===== Entries provided =====

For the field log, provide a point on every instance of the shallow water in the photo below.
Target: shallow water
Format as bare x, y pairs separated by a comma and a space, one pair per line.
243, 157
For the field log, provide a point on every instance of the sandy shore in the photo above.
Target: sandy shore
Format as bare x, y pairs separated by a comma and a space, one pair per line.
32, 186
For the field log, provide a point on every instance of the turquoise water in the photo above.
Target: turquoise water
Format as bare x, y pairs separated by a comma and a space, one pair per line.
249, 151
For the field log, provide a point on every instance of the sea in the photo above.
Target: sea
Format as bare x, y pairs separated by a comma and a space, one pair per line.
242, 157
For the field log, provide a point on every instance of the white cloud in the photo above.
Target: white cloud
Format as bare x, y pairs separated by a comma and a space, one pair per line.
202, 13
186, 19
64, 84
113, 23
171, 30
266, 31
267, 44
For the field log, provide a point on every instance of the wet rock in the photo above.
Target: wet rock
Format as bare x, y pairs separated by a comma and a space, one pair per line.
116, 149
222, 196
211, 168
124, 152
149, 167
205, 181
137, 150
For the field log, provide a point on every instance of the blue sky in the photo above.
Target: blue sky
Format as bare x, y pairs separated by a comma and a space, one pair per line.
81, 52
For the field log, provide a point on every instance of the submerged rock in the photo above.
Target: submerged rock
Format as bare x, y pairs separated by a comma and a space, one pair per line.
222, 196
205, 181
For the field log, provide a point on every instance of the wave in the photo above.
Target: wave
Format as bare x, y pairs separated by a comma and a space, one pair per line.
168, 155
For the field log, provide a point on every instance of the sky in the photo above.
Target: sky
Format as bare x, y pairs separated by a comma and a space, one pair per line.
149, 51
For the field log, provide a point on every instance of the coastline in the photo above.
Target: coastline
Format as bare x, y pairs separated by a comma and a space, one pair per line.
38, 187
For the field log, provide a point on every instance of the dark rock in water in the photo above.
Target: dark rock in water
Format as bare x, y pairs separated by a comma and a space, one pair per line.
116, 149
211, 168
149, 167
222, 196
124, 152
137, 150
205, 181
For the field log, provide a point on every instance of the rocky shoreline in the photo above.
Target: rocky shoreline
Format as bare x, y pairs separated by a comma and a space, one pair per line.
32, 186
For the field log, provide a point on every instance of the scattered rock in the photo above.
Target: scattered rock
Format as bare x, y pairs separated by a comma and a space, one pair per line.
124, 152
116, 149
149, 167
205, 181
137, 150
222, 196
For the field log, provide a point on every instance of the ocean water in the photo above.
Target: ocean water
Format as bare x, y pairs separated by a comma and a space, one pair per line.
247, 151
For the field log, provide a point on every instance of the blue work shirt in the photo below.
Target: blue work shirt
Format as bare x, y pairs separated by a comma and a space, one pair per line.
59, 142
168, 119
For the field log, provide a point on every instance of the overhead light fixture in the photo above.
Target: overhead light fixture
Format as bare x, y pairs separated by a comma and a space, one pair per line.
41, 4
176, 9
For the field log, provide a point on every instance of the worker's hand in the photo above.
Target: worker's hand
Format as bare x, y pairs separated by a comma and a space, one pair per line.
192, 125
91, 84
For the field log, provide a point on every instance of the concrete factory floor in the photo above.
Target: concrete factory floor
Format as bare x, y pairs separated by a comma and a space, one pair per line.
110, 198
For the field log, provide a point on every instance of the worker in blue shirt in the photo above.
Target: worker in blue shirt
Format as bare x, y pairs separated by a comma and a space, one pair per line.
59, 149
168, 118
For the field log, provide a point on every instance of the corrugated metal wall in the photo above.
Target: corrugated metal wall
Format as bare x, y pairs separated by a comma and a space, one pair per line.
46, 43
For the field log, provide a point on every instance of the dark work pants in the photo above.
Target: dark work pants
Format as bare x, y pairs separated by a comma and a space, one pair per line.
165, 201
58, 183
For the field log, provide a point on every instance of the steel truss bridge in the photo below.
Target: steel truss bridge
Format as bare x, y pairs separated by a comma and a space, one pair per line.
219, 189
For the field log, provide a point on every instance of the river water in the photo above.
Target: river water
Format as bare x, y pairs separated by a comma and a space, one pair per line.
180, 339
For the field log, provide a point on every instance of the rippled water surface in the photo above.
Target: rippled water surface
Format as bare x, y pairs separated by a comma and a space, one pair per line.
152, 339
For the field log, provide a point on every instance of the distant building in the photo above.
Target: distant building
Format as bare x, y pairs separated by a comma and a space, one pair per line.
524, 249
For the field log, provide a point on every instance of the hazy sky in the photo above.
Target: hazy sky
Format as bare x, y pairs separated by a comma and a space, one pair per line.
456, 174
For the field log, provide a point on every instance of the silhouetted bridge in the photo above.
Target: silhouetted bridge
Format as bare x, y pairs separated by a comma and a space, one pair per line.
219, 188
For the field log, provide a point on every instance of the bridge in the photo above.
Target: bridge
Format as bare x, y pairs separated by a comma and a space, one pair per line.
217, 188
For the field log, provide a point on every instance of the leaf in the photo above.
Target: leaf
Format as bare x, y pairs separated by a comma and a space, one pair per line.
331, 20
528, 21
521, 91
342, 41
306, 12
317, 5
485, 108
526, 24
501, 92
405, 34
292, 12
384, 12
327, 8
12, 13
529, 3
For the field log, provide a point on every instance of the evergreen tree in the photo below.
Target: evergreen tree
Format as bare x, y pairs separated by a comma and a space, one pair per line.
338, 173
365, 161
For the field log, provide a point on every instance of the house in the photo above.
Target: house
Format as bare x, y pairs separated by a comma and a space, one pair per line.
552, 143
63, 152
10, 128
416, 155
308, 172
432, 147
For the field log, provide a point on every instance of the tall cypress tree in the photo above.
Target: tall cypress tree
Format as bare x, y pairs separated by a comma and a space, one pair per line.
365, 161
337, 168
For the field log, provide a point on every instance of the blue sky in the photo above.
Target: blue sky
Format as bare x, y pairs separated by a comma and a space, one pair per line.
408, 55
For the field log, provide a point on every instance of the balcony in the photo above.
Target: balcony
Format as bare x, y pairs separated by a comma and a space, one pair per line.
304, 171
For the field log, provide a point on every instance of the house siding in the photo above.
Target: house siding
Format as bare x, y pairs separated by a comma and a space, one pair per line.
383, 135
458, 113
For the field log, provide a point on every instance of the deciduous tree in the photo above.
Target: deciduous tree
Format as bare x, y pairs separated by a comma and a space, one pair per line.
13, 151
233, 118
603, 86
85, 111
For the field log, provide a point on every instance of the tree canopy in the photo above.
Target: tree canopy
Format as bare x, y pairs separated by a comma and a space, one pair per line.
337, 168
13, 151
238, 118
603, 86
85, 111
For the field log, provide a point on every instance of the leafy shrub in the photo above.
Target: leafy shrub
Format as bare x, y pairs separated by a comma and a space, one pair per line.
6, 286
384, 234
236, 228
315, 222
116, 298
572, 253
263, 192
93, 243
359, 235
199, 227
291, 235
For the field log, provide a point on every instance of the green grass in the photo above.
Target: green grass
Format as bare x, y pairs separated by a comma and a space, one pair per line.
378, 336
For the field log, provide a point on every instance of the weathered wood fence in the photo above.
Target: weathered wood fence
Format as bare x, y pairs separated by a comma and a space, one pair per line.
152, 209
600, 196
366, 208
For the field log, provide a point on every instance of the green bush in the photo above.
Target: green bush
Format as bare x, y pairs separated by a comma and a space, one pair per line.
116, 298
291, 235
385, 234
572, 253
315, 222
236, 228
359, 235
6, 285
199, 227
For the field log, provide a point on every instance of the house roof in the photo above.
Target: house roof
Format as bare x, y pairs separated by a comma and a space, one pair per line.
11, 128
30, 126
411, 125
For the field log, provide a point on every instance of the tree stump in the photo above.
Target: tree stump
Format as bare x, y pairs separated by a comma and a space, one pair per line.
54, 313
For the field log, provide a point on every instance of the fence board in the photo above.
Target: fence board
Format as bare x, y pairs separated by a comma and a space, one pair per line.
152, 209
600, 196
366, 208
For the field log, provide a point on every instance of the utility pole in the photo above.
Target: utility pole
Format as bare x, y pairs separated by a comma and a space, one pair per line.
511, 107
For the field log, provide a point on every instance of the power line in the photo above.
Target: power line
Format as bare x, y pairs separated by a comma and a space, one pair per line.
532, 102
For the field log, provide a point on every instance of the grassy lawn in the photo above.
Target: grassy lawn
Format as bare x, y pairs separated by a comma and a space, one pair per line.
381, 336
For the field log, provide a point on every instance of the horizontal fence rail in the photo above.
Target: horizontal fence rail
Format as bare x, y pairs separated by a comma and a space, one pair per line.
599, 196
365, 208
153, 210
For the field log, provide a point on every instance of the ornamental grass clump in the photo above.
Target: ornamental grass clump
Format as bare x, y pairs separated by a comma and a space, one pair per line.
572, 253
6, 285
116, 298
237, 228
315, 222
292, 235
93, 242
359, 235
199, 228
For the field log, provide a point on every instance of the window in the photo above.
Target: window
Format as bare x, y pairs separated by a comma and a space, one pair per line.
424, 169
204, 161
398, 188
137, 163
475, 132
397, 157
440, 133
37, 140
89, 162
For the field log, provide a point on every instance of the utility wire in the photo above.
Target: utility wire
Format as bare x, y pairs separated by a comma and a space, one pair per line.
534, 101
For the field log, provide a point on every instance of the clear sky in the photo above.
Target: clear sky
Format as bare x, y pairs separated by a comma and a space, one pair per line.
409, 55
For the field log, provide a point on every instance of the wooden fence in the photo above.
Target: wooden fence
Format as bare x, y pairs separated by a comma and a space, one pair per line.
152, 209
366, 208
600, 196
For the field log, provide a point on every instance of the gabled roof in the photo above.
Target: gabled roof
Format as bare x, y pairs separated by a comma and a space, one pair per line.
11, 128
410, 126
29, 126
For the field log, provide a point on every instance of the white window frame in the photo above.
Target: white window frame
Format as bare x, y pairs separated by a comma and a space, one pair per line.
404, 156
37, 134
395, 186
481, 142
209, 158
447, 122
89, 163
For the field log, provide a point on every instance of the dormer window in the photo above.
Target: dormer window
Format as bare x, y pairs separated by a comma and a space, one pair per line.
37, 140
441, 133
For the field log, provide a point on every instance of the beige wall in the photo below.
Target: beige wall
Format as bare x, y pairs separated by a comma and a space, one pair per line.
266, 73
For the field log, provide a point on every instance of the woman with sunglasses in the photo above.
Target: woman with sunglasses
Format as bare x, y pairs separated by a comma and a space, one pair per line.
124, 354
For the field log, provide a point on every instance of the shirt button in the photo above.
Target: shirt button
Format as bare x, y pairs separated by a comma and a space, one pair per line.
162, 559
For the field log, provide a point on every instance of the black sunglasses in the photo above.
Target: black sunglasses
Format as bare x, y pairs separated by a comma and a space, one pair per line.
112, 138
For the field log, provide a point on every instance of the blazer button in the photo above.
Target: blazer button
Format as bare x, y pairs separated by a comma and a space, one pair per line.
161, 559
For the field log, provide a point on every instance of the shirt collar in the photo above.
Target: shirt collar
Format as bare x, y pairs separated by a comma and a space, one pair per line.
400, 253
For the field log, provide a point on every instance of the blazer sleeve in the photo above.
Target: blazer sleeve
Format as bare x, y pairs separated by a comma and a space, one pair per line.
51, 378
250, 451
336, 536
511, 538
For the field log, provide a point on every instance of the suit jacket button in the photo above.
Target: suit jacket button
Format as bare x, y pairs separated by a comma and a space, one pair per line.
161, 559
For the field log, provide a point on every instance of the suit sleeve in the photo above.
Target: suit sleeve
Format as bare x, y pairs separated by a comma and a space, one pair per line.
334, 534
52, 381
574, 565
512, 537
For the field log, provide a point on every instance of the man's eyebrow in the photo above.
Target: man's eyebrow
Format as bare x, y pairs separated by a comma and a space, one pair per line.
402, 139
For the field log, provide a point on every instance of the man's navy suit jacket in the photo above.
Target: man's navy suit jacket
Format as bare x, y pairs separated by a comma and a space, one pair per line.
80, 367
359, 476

=====

Task to complete: Above are the records. Print exactly, and only, the lines from the line with "wire in the photo above." to the line with "Target: black sunglasses", both inclusive.

Task answer:
For the field log, provide a point on every instance of the utility wire in the photo above.
Target: utility wire
Format as bare x, y pairs separated by a comma and a space, one pair per line.
534, 101
For the field log, provide a point on every instance of the clear sky in the photo above.
Target: clear sky
Format as bare x, y pairs separated by a comma and a space, one pair per line.
409, 55
For the field log, provide a point on every instance of the wooden fence in the photo above.
Target: wooden fence
Format as bare x, y pairs separated by a comma and a space, one pair per line.
152, 209
366, 208
600, 196
For the field log, provide a point on every instance of the gabled roof in the photo above.
Target: gabled roof
Format as bare x, y pairs separated by a comma and a space, one pair per line.
11, 128
410, 126
29, 126
For the field log, provide a point on every instance of the white window frame in the photo above.
Target: white window frame
Format as bare x, y pairs separated by a comma and a space, one pair per line.
404, 156
37, 134
395, 186
481, 142
209, 158
447, 122
89, 163
For the field log, provide a point on every instance of the dormer window in the photo above.
Target: dormer window
Format as bare x, y pairs separated by a comma and a space, one pair per line.
37, 140
441, 133
For the field log, provide a point on every instance of the beige wall in the photo below.
Target: beige wall
Format as bare x, y pairs separated by a comma and a space, one pair per line.
266, 73
For the field log, provide a point on every instance of the woman with sunglasses in the photo above.
Target: woman with sunglasses
Format as bare x, y pairs separated by a comma and a space, one pair per line.
124, 354
For the field log, provide a point on every instance of the shirt button in the photo above.
Target: shirt button
Format as bare x, y pairs separated by a comma and a space, one pair per line.
162, 559
For the field log, provide a point on every instance of the black sunglasses in the photo above.
Target: black sunglasses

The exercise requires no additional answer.